### Vereisten
Kopieer alle items hieronder regel voor regel zonder wijzigingen. Laat de afbeeldingen weg uit je antwoord.

### Werkgegevens
......

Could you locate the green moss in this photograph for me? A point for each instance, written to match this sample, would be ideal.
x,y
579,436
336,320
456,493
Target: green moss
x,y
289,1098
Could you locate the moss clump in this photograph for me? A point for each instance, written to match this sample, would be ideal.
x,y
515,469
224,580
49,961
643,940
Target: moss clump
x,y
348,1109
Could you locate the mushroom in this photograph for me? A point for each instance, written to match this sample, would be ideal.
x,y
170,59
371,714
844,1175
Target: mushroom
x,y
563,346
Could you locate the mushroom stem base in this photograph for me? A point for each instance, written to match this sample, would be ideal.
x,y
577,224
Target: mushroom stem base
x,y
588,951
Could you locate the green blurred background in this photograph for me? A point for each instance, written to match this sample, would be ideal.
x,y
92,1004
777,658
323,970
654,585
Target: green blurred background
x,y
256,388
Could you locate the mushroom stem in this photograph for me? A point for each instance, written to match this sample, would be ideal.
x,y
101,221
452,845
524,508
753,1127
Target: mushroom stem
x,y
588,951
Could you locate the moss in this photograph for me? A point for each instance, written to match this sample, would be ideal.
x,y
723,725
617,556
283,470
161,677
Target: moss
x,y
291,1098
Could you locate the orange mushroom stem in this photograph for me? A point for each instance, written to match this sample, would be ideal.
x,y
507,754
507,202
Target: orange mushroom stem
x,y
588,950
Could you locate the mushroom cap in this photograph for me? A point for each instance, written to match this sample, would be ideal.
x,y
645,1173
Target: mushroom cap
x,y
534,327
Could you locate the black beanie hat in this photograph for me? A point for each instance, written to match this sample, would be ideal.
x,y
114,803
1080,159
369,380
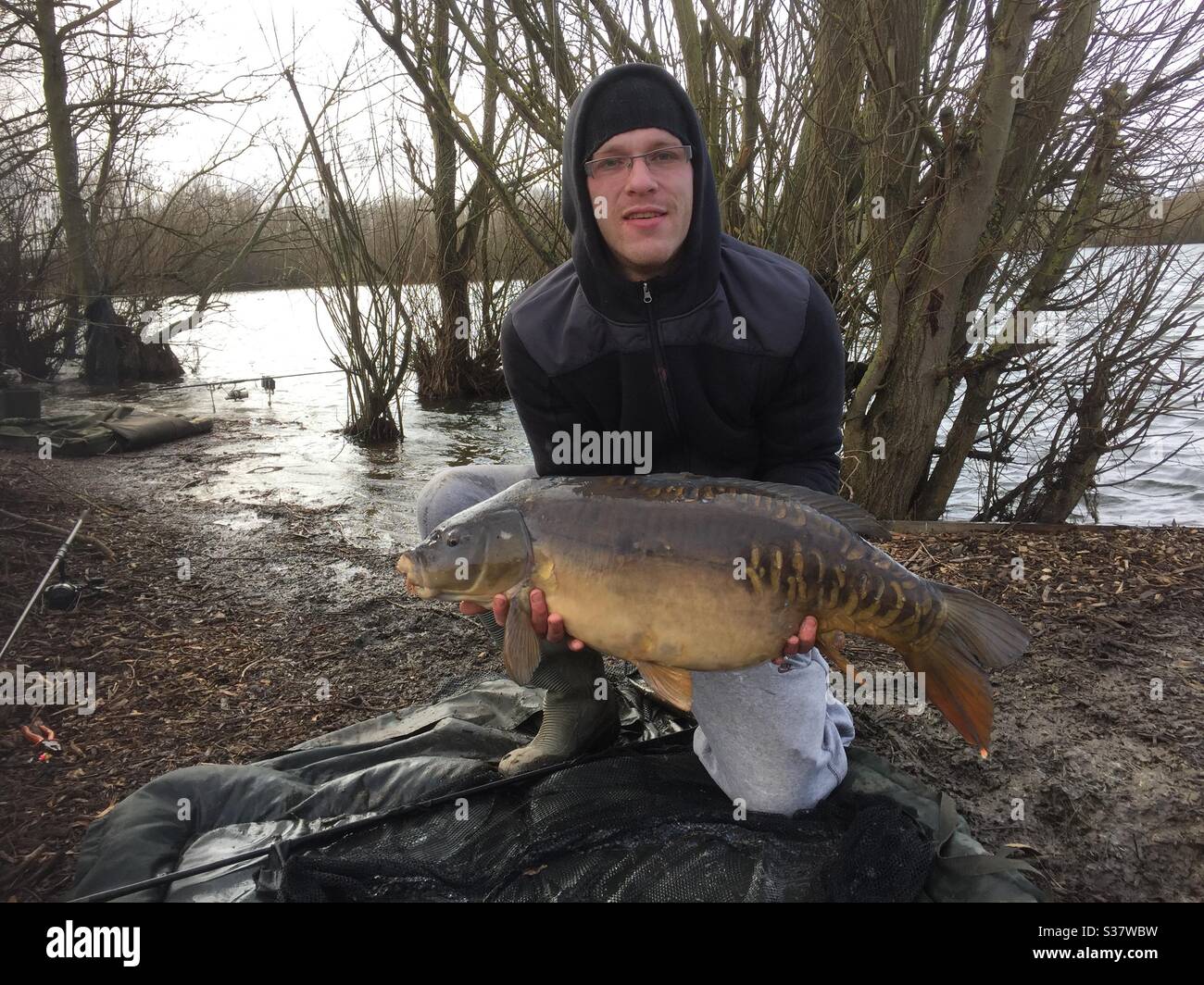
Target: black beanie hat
x,y
633,103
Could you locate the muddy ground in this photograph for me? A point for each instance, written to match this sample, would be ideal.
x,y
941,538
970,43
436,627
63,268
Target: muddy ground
x,y
227,666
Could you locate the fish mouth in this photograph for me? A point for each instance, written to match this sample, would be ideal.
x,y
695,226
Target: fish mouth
x,y
405,566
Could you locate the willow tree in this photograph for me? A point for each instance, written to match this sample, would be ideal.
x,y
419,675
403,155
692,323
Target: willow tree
x,y
113,351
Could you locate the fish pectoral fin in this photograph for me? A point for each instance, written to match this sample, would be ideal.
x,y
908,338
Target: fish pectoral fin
x,y
672,684
520,649
831,644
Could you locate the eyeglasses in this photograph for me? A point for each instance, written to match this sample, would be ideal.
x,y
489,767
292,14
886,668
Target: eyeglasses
x,y
660,161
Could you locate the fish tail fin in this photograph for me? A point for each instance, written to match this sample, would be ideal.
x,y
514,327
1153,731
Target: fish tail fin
x,y
976,635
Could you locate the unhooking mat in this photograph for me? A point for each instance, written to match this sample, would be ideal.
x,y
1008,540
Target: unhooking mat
x,y
117,429
639,821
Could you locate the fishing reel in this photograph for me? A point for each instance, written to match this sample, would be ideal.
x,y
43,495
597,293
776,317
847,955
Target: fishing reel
x,y
65,593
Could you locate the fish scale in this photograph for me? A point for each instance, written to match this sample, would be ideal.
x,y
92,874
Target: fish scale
x,y
642,567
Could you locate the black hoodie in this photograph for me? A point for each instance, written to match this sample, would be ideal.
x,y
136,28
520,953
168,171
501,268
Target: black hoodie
x,y
759,397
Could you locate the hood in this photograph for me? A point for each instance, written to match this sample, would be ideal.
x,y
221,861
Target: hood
x,y
696,276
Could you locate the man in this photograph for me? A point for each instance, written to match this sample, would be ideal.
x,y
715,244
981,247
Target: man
x,y
730,359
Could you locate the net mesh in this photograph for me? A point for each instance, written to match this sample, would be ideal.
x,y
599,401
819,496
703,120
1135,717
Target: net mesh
x,y
634,826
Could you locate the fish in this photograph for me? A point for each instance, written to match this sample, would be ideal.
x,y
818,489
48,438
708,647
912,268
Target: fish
x,y
681,573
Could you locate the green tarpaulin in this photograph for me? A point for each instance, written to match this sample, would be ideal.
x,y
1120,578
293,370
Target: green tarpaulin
x,y
116,429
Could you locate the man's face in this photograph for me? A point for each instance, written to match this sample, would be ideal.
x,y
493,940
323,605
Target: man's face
x,y
643,247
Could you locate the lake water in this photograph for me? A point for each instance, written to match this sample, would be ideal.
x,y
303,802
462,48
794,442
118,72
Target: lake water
x,y
300,456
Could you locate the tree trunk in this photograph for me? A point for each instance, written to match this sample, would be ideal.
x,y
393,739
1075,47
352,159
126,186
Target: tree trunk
x,y
897,409
119,355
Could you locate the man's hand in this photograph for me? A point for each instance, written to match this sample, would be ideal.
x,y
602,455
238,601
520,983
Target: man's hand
x,y
549,625
799,643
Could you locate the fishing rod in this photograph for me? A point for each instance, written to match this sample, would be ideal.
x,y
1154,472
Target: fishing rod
x,y
69,593
247,380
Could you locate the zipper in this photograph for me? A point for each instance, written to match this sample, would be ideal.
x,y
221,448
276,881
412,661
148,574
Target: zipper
x,y
662,373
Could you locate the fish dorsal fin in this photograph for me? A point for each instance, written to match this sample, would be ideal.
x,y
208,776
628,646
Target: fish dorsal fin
x,y
520,649
854,517
672,684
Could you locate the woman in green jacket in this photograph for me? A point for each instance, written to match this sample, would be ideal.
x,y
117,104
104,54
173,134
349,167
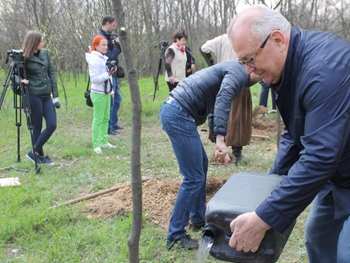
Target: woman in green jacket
x,y
41,83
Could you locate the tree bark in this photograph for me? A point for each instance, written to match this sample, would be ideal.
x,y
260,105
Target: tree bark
x,y
136,182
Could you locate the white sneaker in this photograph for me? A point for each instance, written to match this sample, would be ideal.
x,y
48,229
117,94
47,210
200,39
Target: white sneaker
x,y
98,150
108,146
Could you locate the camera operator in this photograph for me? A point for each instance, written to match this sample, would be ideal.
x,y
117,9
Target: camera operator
x,y
41,83
175,59
108,27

......

### Het resultaat
Could you locate the green moss in this photograph for me? A point for each instance, written to match this sample, would be ideal.
x,y
579,436
336,320
456,493
Target: green moss
x,y
289,1098
Could you locate the moss clump in this photograph for me? A point for each instance, written to match this sample, would be ideal.
x,y
515,469
224,580
49,961
643,940
Target: moss clump
x,y
348,1109
Could you locate the mushroom in this photograph for me? A point for each instance, written to match this sample, would be ideal.
x,y
170,59
371,714
844,1175
Target: mushroom
x,y
563,346
Could you locate the mushroom stem base in this photograph for me? A point for each instance, written to match this sample, would be ideal.
x,y
577,224
Target: mushroom stem base
x,y
588,951
Could you locate the green blurred background in this photograph for me? A point for each instance, written to match this sample, would be ideal.
x,y
92,1004
777,658
323,970
654,585
Target: green blurred background
x,y
256,388
Could you locate the mushroom stem in this photograph for me? A point for each instance, written to match this sample, would be ideal.
x,y
101,221
452,845
524,508
753,1127
Target: mushroom stem
x,y
588,951
Could you locate the moss in this photograph for me? A point for each instance, written to match this sample, would be ideal.
x,y
723,725
617,556
283,470
161,677
Target: moss
x,y
291,1098
Could you locate the orange mushroom stem in this photograph for me? A point for each instance, written to match this sample, would be ideal.
x,y
507,754
507,202
Target: orange mushroom stem
x,y
588,950
Could you locate the mushroom cap in this photograph for me? A point for each instance, written to match this sample, would be ideal.
x,y
645,1173
Target: mushroom cap
x,y
534,327
Could you locate the black beanie hat in this photograph for me? A point for each instance, written to match this sample, would be ideal.
x,y
114,803
1080,159
369,380
Target: black beanie hat
x,y
633,103
Could you locate the muddy ground in this photograph for me? A point for each instance, written to match this sample, would be ideal.
x,y
941,538
970,43
436,627
63,268
Target: muddy ground
x,y
227,666
Could you locate the fish mouth in this photograph for me? A point for each instance, written to match this sample, would be ideal.
x,y
695,226
Target: fish mouth
x,y
405,566
Could you locate the willow tree in this photograph for me? A point for each instance, written to match this sample, would be ideal.
x,y
419,675
403,155
692,323
Target: willow tree
x,y
113,351
Could you locate the fish pectoral fin in this photograph for me? A point for each instance, written to match this sample, would be ideal.
x,y
908,338
Target: fish pectoral fin
x,y
672,684
520,649
831,644
Could you locate the eyeglasses in this photograph for me? A point for each instance, written to match this sample, would be ideal.
x,y
489,767
292,14
886,668
Target: eyeglasses
x,y
660,161
Could you locate the fish tail fin in this photograph for me? A point for each instance, written to match this sample, would be ideal.
x,y
514,327
1153,731
Target: fish tail fin
x,y
976,635
Could you locate the unhooking mat in this photograph for me? A point for each instance, written to match this sample, would be ideal.
x,y
1008,540
Target: unhooking mat
x,y
117,429
639,821
Could you locate the fishing reel in this photograph for me? A point for each instance, written to match this sample, would be ideal.
x,y
43,495
597,293
776,317
847,955
Target: fishing reel
x,y
65,593
Could you locate the fish scale in this photograph for me? A point for each instance, written to match this sample, would be ideal.
x,y
92,874
Target: fish scale
x,y
642,567
Could you locate the black hoodie in this photograph for me? A point for each instance, written to match this sample, would be ideal.
x,y
136,28
520,953
168,171
501,268
Target: black hoodie
x,y
759,397
Could you locate the hood in this photograph for me? A point for each instance, written to match this sample, would be ideal.
x,y
221,861
Target: hood
x,y
696,276
Could you locate the man in this photograph for me? A point for each instance, written to match this sample, would be ideal.
x,y
715,244
981,247
Target: man
x,y
730,359
Could you locate the net mesh in this photograph for me? A point for each instance, written to match this sample, would be ideal.
x,y
599,401
819,496
703,120
1135,717
Target: net mesh
x,y
634,826
Could you locate the fish in this photograph for me? A point for each instance, written to match this sample, would be ideal.
x,y
818,489
48,438
708,647
912,268
Target: fish
x,y
681,573
Could you locate the green tarpaulin in this photograph for me? A point for each instance, written to match this sample, would be ideal.
x,y
1120,578
293,370
Target: green tarpaulin
x,y
116,429
Could you locate the man's face in this photograph for me? A point for each instance, written to match this sample, would be ideal.
x,y
493,940
323,605
Target: man's face
x,y
643,247
Could you locate the lake water in this photograph for me? A point for each instance, written to match this sample, would be ideal.
x,y
303,802
462,48
794,442
118,72
Target: lake water
x,y
300,456
Could you locate the tree trunk in this photograph for me? A point for each instance, written to match this sample, would be ideal.
x,y
393,739
1075,47
352,159
126,186
Target: tree trunk
x,y
897,409
119,355
Could you locate the man's hand in this photograph for me? A point for each instance, written to match this sample, would be ideal.
x,y
602,455
238,601
520,983
Target: man's hand
x,y
549,625
799,643
Could you locate the fishing rod in this photograph for me? A point for each instance, written to match this sample, would be ideal.
x,y
1154,472
Target: fishing rod
x,y
69,593
247,380
Could you locate the zipper in this photograph for me? A point for each instance, written to match this sample, would be ideal.
x,y
221,448
276,881
412,661
148,574
Target: zipper
x,y
662,373
Could you locate the fish dorsal fin in this photograph for me? A point for each instance, written to match this sample, would be ideal.
x,y
208,776
628,646
Target: fish dorsal fin
x,y
520,649
854,517
672,684
Could you locate the woman in green jacket in this photograph for me? A point for each instance, written to match this sample, would be ideal.
x,y
117,104
104,54
173,134
349,167
Target: woman in green jacket
x,y
41,83
Could you locate the tree bark in this photograph for me? A point for each instance, written to match this sample, would be ideal.
x,y
260,105
Target: tree bark
x,y
136,182
Could you locate the white sneaker in this photograph for me? A point for each instance, written to match this sample, would be ideal.
x,y
48,229
117,94
47,210
200,39
Target: white sneaker
x,y
98,150
108,146
Could you locate the camera operator in this photograph for me? A point for each instance, written to match this sample, would be ideal.
x,y
117,9
Target: camera operator
x,y
41,83
175,59
108,27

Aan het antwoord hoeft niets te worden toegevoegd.